Matta etkisi çok farklı alanlarda bu bağlamda dinamikleri anlamada yaygın bir şekilde kullanılmaktadır. Örneğin, Daniel Rigney (2010) “The Matthew Effect: How Advantage Begets Further Advantage” başlıklı kitabında Matta etkisinin dinamiklerini eğitim, bilim, ekonomi ve politika gibi farklı alanlardaki yansımalarına dayalı olarak ele almaktadır. Rigney, Matta etkisini açıklarken herkesin başarma fırsatına sahip olması ile başarmak için eşit fırsata sahip olmasının çok farklı şeyler olduğunun altını çizmektedir (Sh.7). Aslında bu ayrım oldukça önemlidir. Çünkü erişmek yani oyunda olmak başarma fırsatına sahip olmak demektir, ancak oyunda olan herkesin eşit kazanma şansına sahip oldukları anlamına gelmemektedir.
Rigney’in Matta etkisinde vurguladığı bir diğer önemli nokta ise Matta etkisinin yol açtığı eğilimin tersine olan akışın son derece küçük ölçekli olmasıdır. Yani, yoksulun daha varlıklı olması veya zenginin yoksul olması mümkündür, ancak bu dönüşümün gerçekleşme olasılığı zenginin daha zengin ve yoksulun daha yoksul olma olasılığına kıyasla son derece düşüktür (Sh.8).
Matta etkisinin en önemli mekanizması, pozitif geri besleme çevrimleri aracılığıyla birikimsel avantaja yol açmasıdır. Bir başka deyişle ‘kendi kendini güçlendiren çevrimler’ ile avantaj daha fazla avantaja yol açmakta; elinde fazla olan ile daha az olan arasındaki fark da sürekli artmaktadır (Sh.22- 23). Bu nedenle Rigney, dile yerleşmiş deyişlerin aslında Matta etkisine referans verdiğini göstermek üzere çok sayıda özdeyişe atıfta bulunmaktadır: Para parayı çeker (‘It takes Money to make money’), büyük balık küçük balığı yer (‘The big fish eat the little fish’), başarı başarıyı getirir (‘Success breeds success’), önce büyük köpekler yer (‘Big dogs eat first’) ve kazanılması en zor olan birinci milyondur (‘The first million is the hardest’). Bu özdeyişlerin hepsi, pozitif geri besleme çevriminin başlangıçtaki avantajı güçlendirdiğine işaret etmektedir.

Sağlanan Veriler:
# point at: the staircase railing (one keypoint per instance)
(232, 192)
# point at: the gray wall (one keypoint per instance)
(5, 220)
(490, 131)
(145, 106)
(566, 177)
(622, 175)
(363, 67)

Çözülecek Problemler:
1. Aşağıdaki ifadelerin Matta etkisi metniyle uyuşup uyuşmadığını belirtin. Her biri için evet ya da hayır deyin ve kararı belirleyen sözleri metinden aynen alıntılayın.
(a) Rigney'e göre herkesin başarma fırsatına sahip olması, başarmak için eşit fırsata sahip olmasıyla aynı anlama gelir.
(b) Metne göre yoksulun daha varlıklı hâle gelmesi imkânsızdır.
(c) Matta etkisinin en önemli mekanizması, pozitif geri besleme çevrimleri aracılığıyla birikimsel avantaja yol açmasıdır.
2. Matta etkisi metninin "Rigney’in Matta etkisinde" ile "derece düşüktür (Sh.8)." arasındaki kısmını, bu iki ifade de dahil olmak üzere, yeniden yazın. Bu kısımda "son derece" yerine "oldukça" koyun.
Yukarıdaki malzeme, metinden ayrı ve bağımsız bir içeriktir.

Görevlere Göre Çözümler:
1.
(a) Hayır: "herkesin başarma fırsatına sahip olması ile başarmak için eşit fırsata sahip olmasının çok farklı şeyler olduğunun altını çizmektedir"
(b) Hayır: "yoksulun daha varlıklı olması veya zenginin yoksul olması mümkündür"
(c) Evet: "Matta etkisinin en önemli mekanizması, pozitif geri besleme çevrimleri aracılığıyla birikimsel avantaja yol açmasıdır"

2.
Rigney’in Matta etkisinde vurguladığı bir diğer önemli nokta ise Matta etkisinin yol açtığı eğilimin tersine olan akışın oldukça küçük ölçekli olmasıdır. Yani, yoksulun daha varlıklı olması veya zenginin yoksul olması mümkündür, ancak bu dönüşümün gerçekleşme olasılığı zenginin daha zengin ve yoksulun daha yoksul olma olasılığına kıyasla oldukça düşüktür (Sh.8).